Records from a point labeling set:
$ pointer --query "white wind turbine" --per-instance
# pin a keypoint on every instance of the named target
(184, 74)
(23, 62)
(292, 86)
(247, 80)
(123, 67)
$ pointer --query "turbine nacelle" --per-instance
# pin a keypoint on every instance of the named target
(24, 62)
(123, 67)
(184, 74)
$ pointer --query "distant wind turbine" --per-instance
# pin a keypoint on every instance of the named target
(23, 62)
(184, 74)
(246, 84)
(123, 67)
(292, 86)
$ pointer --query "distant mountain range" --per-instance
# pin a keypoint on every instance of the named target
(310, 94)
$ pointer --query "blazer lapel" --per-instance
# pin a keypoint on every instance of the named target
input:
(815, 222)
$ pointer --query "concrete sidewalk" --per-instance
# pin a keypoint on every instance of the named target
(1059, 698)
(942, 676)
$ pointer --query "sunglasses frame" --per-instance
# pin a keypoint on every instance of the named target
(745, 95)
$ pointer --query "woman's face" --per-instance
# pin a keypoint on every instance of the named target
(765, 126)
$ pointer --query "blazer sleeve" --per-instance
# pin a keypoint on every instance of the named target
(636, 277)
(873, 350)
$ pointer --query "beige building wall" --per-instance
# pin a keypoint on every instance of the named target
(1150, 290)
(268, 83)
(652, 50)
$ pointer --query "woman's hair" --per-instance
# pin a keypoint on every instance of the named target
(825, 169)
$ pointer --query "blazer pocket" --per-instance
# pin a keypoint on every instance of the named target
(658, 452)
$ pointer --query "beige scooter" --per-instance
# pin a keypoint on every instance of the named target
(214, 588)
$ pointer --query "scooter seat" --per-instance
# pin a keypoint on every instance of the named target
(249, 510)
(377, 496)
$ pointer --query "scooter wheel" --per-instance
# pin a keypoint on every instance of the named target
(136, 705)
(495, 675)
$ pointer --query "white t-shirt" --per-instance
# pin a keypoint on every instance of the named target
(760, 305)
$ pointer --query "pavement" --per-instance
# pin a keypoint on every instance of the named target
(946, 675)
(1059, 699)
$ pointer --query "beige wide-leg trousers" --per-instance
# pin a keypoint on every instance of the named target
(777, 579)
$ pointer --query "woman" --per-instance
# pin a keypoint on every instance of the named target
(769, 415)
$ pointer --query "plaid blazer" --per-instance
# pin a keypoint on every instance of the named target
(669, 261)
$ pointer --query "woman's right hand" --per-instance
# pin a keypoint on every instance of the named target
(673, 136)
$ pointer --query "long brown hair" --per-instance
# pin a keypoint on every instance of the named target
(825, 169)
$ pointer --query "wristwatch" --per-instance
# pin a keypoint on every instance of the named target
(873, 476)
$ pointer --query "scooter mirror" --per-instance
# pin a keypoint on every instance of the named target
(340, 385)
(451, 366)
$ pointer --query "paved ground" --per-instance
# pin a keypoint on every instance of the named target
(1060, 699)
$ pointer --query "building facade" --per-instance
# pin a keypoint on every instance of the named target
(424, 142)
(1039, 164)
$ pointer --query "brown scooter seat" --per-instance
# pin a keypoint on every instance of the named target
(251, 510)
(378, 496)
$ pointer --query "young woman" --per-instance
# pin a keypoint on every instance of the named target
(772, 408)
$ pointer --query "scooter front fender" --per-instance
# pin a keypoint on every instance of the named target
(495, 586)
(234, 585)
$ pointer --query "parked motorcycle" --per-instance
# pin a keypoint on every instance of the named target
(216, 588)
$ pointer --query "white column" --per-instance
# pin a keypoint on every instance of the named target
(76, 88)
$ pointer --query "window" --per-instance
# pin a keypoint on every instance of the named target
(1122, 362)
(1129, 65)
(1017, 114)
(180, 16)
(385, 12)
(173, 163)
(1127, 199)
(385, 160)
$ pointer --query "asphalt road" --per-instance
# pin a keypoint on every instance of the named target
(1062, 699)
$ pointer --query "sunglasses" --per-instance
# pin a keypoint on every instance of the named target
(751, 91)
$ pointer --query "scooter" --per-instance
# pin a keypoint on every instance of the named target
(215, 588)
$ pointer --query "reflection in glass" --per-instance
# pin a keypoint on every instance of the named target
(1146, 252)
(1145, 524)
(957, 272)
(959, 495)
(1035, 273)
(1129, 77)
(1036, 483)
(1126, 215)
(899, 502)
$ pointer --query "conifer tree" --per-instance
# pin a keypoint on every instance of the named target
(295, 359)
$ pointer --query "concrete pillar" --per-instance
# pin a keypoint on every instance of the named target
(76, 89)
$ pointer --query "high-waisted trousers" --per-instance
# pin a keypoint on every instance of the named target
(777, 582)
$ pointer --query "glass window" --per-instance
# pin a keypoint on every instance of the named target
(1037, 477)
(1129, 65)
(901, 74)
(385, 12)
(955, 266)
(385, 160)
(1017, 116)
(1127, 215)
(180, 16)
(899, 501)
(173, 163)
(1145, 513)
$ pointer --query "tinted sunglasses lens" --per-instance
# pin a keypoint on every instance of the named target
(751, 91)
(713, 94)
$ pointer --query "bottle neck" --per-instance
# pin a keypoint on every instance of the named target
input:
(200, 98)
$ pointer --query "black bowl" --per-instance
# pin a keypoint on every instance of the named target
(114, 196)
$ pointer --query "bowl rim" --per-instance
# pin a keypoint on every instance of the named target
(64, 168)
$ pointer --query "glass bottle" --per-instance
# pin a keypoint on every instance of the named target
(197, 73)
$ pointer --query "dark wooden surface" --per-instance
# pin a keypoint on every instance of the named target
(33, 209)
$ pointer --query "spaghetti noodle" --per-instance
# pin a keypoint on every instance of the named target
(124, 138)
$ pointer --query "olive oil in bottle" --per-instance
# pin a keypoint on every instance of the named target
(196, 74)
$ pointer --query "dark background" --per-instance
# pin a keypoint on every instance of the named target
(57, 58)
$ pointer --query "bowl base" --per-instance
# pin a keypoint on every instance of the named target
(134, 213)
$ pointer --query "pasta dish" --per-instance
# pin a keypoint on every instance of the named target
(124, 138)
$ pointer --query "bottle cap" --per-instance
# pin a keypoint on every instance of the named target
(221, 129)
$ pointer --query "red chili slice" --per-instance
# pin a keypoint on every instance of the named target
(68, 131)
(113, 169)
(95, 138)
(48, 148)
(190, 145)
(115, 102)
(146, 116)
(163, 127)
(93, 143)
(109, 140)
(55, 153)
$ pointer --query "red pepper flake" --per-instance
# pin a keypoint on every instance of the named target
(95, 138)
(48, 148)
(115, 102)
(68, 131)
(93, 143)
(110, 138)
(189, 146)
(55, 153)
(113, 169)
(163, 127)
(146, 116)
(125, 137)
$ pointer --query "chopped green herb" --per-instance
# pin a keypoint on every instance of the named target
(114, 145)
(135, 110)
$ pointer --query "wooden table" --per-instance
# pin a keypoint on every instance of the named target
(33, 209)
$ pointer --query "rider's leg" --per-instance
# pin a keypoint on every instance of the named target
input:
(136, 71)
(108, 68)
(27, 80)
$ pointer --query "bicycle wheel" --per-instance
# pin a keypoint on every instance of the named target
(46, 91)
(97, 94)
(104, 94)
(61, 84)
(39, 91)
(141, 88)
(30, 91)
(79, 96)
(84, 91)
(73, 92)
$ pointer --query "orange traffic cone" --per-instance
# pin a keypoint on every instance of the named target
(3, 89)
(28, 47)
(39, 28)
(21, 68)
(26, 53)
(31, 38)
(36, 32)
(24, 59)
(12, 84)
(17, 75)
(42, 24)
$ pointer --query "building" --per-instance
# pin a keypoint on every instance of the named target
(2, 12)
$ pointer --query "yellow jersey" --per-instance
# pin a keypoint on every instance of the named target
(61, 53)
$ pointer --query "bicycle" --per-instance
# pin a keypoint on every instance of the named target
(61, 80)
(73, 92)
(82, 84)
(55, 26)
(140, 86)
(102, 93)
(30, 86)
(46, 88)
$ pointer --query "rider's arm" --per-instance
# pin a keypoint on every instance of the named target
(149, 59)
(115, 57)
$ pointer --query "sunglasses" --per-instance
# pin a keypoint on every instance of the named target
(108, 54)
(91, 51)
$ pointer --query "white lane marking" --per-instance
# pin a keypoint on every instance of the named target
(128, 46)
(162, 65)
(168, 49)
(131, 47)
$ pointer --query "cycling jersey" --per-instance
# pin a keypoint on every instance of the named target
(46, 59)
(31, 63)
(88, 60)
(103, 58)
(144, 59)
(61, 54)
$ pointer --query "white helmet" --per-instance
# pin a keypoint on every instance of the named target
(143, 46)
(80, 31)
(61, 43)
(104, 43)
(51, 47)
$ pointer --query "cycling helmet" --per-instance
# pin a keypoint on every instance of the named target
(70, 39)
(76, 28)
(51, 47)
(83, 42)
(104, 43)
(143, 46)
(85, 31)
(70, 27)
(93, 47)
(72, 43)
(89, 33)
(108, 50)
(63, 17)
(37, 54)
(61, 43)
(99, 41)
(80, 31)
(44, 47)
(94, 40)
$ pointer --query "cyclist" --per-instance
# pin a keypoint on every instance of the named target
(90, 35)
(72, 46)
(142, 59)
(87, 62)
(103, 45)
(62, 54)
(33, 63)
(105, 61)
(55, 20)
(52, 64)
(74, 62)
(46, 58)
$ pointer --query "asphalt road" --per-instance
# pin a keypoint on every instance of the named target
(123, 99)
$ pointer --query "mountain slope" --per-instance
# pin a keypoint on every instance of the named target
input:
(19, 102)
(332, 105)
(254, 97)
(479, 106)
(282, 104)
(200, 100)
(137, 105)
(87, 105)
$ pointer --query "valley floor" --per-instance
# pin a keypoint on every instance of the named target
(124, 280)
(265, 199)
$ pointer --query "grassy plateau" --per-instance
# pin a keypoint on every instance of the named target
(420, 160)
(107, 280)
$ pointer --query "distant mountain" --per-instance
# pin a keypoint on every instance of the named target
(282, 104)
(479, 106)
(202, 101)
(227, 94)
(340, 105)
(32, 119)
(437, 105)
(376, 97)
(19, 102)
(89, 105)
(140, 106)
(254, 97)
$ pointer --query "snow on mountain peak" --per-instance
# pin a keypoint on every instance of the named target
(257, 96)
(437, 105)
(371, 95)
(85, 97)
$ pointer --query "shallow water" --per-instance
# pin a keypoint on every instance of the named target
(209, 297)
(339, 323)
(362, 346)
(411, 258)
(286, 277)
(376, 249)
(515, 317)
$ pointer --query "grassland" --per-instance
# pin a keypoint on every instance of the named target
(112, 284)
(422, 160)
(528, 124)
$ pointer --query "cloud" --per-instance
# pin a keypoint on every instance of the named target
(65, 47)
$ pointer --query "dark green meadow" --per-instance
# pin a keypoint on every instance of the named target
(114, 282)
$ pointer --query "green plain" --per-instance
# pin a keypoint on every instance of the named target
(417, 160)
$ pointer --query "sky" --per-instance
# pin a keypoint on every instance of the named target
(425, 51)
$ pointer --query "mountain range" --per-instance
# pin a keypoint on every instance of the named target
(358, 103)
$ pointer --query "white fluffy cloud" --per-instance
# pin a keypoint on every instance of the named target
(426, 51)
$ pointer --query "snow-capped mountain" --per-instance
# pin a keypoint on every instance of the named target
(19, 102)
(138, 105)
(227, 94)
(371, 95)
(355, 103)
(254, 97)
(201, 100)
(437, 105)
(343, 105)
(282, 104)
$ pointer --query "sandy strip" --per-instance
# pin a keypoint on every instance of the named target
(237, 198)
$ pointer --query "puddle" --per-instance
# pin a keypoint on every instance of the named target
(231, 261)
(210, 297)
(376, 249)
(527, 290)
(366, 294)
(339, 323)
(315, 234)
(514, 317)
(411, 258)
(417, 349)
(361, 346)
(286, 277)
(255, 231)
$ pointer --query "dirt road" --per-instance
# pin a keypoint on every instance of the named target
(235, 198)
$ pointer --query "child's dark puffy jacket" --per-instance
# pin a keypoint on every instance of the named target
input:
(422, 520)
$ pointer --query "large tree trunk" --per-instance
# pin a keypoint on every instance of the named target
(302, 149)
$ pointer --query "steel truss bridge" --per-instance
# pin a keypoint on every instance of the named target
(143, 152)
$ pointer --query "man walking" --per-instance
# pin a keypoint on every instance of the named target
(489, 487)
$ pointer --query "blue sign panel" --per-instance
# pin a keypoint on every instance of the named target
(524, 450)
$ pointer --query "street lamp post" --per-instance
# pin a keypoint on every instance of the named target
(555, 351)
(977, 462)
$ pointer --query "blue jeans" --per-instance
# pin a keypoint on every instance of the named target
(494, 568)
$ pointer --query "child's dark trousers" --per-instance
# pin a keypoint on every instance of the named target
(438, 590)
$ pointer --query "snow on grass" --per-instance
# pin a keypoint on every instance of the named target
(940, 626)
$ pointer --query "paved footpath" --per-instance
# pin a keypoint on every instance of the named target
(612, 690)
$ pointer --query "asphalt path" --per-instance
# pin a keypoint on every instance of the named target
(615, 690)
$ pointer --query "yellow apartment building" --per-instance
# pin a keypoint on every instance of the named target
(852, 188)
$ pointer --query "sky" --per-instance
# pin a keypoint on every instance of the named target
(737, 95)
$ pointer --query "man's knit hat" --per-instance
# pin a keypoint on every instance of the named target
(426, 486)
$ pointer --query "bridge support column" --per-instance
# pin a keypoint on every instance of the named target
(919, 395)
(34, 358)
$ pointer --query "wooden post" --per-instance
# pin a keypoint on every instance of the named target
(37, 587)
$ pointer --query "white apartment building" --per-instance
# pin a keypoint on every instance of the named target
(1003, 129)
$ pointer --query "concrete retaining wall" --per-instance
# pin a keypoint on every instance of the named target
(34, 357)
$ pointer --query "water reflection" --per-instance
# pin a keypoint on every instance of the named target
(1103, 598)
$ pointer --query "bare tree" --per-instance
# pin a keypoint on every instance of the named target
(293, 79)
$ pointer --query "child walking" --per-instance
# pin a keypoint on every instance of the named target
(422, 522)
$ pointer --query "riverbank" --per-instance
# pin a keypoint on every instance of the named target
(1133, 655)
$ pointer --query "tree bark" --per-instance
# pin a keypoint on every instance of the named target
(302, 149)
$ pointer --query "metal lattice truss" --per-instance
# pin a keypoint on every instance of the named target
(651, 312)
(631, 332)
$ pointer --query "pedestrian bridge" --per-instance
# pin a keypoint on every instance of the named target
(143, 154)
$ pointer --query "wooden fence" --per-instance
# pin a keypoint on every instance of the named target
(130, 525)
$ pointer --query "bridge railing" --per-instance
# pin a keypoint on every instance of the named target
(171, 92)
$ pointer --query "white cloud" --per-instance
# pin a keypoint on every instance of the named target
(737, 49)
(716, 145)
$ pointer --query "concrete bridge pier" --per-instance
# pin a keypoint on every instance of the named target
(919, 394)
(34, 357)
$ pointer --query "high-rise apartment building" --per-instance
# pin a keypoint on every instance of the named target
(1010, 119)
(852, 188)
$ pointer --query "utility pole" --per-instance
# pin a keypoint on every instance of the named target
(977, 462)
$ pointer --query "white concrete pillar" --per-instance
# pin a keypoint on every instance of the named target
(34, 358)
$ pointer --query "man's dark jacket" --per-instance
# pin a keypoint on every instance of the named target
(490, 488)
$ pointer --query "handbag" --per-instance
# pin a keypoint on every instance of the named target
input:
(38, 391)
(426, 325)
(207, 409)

**JOB:**
List every line of the rows above that contains the string "pillar", matching case exactly.

**EXERCISE OUTPUT:**
$ pointer --query "concrete pillar" --per-instance
$ pointer --query "white concrete pillar" --per-instance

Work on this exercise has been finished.